**Supplied text:**
Common misconceptions
Wrong

The Code of Hammurabi is the first written law in history.

Right

It is one of the oldest we still have, but the Code of Ur-Nammu, also from Mesopotamia, is about 300 years older. There may have been even older codes that have been lost.

Why

People often want a 'first' to point at. The truth is that written law grew slowly, in many places, over hundreds of years.

Wrong

'An eye for an eye' meant the same punishment for everyone, no matter who they were.

Right

In the Code of Hammurabi, the same crime had very different punishments depending on the social rank of the people involved. A free person who hurt a slave paid a fine to the slave's owner. A free person who hurt another free person of the same rank could lose their own eye.

Why

'An eye for an eye' is often used today to mean fair, equal punishment. In its original setting, it was nothing of the kind.

Wrong

Ancient law was simple. Modern law is much more complex.

Right

The Code of Hammurabi already covers contracts, marriage, divorce, building safety, debt, false witnesses, and theft. Many of the same questions our laws answer were being answered 3,800 years ago.

Why

We often think of the past as simple. In fact, ancient societies dealt with complex legal questions, sometimes in more detail than students might expect.

Wrong

The Code of Hammurabi belongs in the Louvre because France discovered it.

Right

This is one view, but it is not the only one. The Code was made in Babylon (Iraq) and was taken to Susa (Iran) more than 600 years before any French person saw it. The question of where it should be today is a real and live one.

Why

'We found it' is not the same as 'it is ours'. Students should see that the story of how an object reaches a museum is itself part of the lesson.

Teaching this with care

This object touches three modern countries — Iraq, Iran, and France — and a teacher should not let any of them become a hero or a villain. The Code was made in Babylon (Iraq), taken as war loot in ancient times to Susa (Iran), found by French archaeologists in 1901, and is now in Paris; each step of that journey involved real people making real choices, and any of them could be the focus of fair criticism. Treat this honestly without picking a winner. Do not call ancient Babylon 'primitive' or its laws 'simple' — they are detailed and thoughtful, even when their values differ from ours. The most important sensitivity is the laws themselves: the Code includes provisions about women, slaves, and rank that many students will find unfair. Do not soften them; read them out plainly, then talk about why they were that way and what has changed. Some Babylonian laws also gave women rights that surprised modern readers — for example, women could own property, run businesses, and bring legal cases — and this is worth saying. Finally, when discussing 'an eye for an eye', do not let the popular phrase do the work. Use the actual laws (196, 198, 199) so students see what the Code really says.

Check what students have understood

Answer each question in one or two sentences. Use what you have learned about the Code of Hammurabi.

  1. What is the Code of Hammurabi made of, and how old is it?

    It is carved on a tall pillar of black diorite stone, called a stele. It is about 3,800 years old, made around 1754 BCE.

**Written request A:**
Repeat the part of the text on the Code of Hammurabi starting at "The Code of Hammurabi already" and ending at "France discovered it.".
**Written request B:**
According to the text on the Code of Hammurabi, how much older is the Code of Ur-Nammu?
**Written request C:**
Take the text on the Code of Hammurabi further from where it stops.
You won't need the data to do any of this.

**Data shown:**
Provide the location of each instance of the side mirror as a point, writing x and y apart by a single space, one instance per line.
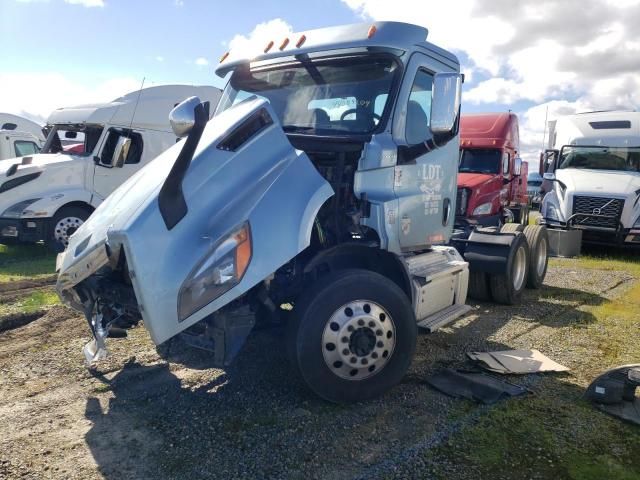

**Task result A:**
The Code of Hammurabi already covers contracts, marriage, divorce, building safety, debt, false witnesses, and theft. Many of the same questions our laws answer were being answered 3,800 years ago.

Why

We often think of the past as simple. In fact, ancient societies dealt with complex legal questions, sometimes in more detail than students might expect.

Wrong

The Code of Hammurabi belongs in the Louvre because France discovered it.

**Task result B:**
About 300 years older.

**Task result C:**
    Marking note: Award full marks for any answer that names the material as stone (or diorite) and gives an age between 3,500 and 4,000 years.
  2. Why is it not quite right to say 'the Code of Hammurabi gave the same punishment for the same crime'?

    Because the Code gave different punishments depending on the social rank of the people involved. A free person who hurt another free person could lose an eye, but a free person who hurt a slave just paid a fine.
    Marking note: Strong answers will mention social rank, status, or the difference between free people and slaves. Accept any answer that shows the student understands punishments were not equal.
  3. What does the carving at the top of the stele show, and why is it important?

    It shows King Hammurabi receiving the laws from Shamash, the sun god of justice. This is important because it tells people the laws came from the gods, not just from the king.
    Marking note: Full marks for any answer that names both figures (Hammurabi and a god) and explains that the carving links the laws to divine authority.
  4. How did the Code travel from Iraq to Paris?

    It was made in Babylon, in modern Iraq. About 600 years later, an Elamite king attacked Babylon and took it as war loot to Susa, in modern Iran. In 1901, French archaeologists found it there and took it to the Louvre in Paris.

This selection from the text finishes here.